Source records:
*-*-*

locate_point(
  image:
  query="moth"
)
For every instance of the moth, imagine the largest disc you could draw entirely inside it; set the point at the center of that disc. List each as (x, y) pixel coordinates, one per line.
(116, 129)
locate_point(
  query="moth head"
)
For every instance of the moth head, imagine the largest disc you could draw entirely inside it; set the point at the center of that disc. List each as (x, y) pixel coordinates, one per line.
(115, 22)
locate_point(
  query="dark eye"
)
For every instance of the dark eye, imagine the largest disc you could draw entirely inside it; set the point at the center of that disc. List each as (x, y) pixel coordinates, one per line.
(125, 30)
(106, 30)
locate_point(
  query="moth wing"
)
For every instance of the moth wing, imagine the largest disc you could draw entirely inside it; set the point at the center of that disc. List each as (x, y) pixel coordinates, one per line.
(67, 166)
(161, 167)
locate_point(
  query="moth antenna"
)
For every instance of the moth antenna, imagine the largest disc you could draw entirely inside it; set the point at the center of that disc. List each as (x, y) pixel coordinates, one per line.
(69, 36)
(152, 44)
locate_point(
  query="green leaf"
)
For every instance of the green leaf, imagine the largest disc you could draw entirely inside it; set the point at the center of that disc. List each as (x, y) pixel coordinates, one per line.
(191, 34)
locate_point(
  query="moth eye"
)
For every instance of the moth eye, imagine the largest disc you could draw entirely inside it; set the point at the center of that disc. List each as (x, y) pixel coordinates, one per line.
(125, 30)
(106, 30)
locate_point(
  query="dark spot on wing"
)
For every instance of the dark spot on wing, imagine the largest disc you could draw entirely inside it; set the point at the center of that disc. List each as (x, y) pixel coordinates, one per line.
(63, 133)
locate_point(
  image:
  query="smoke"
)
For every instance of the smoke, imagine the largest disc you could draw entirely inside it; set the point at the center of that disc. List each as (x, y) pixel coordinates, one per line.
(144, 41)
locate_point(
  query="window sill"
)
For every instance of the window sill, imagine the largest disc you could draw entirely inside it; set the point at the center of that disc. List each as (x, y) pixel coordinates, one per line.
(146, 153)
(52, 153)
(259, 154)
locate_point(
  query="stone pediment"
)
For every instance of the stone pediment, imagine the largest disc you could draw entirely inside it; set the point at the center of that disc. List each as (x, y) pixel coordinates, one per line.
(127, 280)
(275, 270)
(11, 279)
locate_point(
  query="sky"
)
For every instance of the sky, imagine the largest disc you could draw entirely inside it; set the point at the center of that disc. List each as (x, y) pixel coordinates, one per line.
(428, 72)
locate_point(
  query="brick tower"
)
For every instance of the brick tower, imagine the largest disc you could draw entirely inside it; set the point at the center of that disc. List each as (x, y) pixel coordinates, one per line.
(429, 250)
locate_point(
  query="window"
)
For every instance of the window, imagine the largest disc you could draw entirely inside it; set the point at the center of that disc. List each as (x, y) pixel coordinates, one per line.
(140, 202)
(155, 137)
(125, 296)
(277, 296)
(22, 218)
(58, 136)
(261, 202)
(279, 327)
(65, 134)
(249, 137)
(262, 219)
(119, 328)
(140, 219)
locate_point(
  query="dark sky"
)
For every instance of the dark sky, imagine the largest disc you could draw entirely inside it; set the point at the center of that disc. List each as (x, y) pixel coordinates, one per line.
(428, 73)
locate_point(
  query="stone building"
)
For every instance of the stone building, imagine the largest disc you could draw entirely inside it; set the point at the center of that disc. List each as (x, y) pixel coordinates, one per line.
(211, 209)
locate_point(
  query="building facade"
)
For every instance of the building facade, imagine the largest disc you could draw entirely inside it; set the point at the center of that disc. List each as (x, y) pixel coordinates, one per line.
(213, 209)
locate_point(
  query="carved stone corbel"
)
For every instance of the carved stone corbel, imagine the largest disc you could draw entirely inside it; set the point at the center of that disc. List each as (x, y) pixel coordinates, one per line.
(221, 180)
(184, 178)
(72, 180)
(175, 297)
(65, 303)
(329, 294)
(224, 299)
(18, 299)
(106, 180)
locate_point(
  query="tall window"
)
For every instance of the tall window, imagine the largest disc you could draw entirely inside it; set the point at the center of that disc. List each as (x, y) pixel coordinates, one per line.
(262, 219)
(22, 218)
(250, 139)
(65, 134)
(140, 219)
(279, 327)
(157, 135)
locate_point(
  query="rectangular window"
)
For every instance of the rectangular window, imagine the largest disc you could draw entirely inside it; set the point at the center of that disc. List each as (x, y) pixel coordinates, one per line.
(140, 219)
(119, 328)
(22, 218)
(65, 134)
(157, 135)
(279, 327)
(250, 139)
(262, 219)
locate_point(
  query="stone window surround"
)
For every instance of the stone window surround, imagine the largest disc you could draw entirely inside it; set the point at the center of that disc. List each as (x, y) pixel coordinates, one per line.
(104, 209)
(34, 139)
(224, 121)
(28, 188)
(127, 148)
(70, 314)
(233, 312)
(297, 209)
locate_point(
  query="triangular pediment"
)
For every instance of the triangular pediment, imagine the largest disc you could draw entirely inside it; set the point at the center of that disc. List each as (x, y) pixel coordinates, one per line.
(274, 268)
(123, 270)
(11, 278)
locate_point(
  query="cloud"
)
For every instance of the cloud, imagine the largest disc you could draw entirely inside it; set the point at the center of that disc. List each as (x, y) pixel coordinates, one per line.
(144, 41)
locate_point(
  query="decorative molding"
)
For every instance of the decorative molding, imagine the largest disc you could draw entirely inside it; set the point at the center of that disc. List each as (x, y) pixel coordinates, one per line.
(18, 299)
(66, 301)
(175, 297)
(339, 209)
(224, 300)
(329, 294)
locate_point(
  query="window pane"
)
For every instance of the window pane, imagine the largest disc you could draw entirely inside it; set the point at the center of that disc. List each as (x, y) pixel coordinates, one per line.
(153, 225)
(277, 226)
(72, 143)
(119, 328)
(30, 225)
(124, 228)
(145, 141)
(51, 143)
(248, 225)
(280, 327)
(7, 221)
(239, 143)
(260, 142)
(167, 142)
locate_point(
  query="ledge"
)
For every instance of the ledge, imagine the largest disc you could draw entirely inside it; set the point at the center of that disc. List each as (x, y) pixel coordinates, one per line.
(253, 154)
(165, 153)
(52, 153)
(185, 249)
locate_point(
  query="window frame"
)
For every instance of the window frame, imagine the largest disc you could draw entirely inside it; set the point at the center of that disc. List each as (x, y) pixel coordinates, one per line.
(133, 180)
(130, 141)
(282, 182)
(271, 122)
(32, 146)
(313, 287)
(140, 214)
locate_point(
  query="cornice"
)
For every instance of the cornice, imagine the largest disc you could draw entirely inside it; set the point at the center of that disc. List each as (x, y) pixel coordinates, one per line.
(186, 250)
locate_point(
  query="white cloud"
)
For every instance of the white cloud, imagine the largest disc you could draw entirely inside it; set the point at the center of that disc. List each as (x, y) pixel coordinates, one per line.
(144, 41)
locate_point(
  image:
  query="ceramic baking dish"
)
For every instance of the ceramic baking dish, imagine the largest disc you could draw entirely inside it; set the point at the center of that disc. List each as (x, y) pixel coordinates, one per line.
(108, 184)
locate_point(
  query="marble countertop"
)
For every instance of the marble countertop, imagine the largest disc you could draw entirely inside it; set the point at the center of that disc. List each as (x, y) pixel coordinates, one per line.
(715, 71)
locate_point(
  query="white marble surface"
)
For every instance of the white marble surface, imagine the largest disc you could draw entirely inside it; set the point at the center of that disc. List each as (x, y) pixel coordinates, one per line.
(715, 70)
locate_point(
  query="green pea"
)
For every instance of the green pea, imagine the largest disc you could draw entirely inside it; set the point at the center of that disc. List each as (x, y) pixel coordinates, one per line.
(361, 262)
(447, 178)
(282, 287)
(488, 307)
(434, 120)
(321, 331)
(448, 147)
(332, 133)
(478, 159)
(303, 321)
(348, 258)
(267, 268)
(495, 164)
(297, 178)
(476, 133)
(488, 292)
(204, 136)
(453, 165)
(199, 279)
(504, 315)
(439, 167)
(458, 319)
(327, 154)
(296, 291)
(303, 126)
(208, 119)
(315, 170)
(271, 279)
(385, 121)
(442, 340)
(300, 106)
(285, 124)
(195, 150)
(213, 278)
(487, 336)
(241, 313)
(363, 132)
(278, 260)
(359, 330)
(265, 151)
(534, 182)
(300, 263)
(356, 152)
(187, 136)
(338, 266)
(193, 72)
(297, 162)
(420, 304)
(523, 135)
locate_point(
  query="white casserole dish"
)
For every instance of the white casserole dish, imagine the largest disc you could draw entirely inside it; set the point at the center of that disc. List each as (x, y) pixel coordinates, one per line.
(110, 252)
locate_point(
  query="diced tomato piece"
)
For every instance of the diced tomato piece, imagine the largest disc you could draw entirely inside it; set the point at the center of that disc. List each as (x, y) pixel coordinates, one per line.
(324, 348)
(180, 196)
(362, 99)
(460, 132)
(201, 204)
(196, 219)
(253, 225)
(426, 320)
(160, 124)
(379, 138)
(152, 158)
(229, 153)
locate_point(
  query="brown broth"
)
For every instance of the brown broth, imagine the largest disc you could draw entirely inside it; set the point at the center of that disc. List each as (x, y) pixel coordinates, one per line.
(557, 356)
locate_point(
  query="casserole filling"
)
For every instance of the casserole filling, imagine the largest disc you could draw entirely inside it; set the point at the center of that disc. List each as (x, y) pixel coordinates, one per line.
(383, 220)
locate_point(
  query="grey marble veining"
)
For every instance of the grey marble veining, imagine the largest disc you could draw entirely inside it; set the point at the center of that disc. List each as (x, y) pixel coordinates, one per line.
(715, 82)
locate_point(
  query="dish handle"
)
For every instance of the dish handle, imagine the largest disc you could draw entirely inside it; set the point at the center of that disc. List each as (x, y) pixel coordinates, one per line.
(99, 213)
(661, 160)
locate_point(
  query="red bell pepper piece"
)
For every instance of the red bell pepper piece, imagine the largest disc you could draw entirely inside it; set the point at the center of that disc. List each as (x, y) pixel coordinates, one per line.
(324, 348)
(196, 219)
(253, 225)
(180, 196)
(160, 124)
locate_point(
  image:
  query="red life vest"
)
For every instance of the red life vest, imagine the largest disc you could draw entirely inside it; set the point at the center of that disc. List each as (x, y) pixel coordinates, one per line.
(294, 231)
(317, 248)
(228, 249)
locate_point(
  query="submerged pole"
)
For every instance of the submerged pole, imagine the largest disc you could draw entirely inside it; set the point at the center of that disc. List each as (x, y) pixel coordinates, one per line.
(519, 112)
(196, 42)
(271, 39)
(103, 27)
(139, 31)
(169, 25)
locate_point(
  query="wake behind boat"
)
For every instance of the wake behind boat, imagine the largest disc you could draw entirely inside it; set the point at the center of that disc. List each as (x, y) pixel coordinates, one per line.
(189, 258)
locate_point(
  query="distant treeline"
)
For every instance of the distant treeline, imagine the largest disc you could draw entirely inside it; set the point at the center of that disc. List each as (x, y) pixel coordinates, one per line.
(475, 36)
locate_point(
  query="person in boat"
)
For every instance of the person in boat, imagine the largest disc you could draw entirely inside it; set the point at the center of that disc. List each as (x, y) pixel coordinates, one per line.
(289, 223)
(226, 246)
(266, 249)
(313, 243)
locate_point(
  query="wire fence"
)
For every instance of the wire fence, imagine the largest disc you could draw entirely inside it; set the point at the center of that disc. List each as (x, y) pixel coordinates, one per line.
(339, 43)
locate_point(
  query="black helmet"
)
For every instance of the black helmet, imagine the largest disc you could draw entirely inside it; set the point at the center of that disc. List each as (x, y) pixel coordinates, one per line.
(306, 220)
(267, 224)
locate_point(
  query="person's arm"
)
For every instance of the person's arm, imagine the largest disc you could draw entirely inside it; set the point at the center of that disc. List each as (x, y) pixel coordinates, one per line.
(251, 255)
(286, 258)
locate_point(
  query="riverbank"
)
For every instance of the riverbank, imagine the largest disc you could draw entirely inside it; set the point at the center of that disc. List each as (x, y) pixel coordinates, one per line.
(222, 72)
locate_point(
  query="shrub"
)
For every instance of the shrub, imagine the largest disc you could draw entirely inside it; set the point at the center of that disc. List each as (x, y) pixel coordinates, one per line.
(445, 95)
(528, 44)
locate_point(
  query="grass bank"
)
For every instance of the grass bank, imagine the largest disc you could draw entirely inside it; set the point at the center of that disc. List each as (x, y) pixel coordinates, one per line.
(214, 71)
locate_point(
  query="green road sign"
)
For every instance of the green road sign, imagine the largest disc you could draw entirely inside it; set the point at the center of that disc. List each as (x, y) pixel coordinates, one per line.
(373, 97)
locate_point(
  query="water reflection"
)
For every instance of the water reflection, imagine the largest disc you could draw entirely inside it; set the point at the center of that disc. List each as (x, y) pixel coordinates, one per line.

*-*-*

Count the lines in the entries above that contain the string "pane", treating uppercase and lowercase as distinct. Give only the number.

2